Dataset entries
══════════════════════════════

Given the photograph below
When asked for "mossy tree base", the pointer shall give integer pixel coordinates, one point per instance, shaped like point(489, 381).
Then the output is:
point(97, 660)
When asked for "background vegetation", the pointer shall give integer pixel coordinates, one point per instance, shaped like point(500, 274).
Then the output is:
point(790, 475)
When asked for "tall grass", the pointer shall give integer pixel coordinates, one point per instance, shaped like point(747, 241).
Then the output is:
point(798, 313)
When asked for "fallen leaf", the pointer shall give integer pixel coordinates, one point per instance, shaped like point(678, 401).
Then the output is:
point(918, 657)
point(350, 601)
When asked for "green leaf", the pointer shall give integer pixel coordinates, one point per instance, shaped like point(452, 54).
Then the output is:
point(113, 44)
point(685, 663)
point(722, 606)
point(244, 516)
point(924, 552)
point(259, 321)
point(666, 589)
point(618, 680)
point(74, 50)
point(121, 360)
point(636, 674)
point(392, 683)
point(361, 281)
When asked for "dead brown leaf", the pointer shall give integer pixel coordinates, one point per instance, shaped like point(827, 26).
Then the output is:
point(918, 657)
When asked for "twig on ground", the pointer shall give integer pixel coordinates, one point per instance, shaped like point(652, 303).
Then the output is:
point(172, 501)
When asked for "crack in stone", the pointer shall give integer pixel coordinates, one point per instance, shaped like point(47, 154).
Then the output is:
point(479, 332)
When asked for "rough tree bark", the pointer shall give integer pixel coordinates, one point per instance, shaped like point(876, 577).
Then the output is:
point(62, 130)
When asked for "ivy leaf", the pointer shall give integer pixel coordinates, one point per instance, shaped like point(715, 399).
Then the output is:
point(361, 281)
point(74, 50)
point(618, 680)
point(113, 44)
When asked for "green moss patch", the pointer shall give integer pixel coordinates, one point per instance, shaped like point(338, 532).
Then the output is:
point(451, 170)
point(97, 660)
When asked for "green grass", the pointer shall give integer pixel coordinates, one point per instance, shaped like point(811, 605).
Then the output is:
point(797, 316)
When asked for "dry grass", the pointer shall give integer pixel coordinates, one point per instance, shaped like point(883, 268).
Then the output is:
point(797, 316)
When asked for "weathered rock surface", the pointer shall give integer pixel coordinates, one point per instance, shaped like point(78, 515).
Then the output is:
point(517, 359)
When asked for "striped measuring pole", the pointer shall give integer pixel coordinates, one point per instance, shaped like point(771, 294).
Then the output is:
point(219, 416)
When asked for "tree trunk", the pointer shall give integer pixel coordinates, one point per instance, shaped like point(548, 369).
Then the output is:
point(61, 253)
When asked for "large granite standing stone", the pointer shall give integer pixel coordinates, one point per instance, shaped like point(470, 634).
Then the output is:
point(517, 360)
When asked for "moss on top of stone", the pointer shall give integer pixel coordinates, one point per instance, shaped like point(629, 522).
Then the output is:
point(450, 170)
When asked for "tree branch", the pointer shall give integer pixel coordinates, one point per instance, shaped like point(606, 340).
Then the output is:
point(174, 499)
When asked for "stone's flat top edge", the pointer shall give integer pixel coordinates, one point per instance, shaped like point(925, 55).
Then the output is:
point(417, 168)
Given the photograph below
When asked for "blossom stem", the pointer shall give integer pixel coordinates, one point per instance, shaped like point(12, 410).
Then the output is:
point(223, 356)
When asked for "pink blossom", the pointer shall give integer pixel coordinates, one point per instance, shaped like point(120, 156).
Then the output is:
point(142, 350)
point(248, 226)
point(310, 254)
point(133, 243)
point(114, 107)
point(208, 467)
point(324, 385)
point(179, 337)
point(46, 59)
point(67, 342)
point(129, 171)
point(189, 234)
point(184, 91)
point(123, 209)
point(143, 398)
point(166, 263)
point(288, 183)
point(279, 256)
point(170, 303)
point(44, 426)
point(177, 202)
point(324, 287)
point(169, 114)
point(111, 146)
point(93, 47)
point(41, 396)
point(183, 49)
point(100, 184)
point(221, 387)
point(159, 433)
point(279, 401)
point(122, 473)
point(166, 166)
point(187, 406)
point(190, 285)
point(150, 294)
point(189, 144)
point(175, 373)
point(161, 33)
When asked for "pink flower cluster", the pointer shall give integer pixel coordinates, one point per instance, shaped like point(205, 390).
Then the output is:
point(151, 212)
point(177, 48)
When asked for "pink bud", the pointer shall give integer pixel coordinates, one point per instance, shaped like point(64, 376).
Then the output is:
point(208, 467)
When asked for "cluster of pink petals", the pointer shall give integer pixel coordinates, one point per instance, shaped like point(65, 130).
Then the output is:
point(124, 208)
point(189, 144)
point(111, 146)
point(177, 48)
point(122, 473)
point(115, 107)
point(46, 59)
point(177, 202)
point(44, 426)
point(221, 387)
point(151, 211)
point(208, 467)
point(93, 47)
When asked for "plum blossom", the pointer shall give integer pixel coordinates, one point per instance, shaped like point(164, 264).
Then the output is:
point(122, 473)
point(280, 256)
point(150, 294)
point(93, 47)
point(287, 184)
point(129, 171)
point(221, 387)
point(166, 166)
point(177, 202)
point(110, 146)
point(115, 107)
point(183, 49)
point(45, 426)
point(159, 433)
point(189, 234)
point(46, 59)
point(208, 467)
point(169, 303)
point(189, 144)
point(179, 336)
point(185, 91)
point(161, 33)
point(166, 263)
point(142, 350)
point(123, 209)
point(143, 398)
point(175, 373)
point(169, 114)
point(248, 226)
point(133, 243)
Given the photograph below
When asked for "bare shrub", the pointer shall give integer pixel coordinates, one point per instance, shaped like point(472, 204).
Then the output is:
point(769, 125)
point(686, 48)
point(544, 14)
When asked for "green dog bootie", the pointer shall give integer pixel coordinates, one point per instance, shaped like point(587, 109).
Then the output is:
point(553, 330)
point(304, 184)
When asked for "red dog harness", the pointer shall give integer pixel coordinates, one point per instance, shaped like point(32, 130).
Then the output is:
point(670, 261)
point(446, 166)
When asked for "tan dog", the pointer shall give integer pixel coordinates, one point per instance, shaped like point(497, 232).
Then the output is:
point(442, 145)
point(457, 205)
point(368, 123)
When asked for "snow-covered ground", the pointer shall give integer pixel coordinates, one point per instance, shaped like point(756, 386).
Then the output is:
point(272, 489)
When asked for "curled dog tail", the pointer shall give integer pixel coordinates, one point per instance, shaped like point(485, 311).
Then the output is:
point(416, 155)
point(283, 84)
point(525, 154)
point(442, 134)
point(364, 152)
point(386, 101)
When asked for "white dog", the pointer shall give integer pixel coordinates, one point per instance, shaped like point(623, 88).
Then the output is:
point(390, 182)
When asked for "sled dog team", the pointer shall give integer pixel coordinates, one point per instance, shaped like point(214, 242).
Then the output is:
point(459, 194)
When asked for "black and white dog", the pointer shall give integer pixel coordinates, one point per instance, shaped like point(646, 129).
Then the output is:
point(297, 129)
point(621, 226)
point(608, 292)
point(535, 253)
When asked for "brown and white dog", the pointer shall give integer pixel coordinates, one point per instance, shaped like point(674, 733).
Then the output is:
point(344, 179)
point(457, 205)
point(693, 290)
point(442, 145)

══════════════════════════════

◆ Instructions to follow
Copy each line in the entries above where "blossom" turns up.

◆ Problem solution
When asked for "blossom stem", the pointer shall give integer pixel coordinates, one point per instance, shaped like point(12, 410).
When asked for "pink blossom", the pointer shall give integer pixel coordinates, one point per instance, shaped like point(120, 156).
When asked for "plum blossom", the pointer shall give integer pixel coordinates, one point per instance, shaped like point(164, 264).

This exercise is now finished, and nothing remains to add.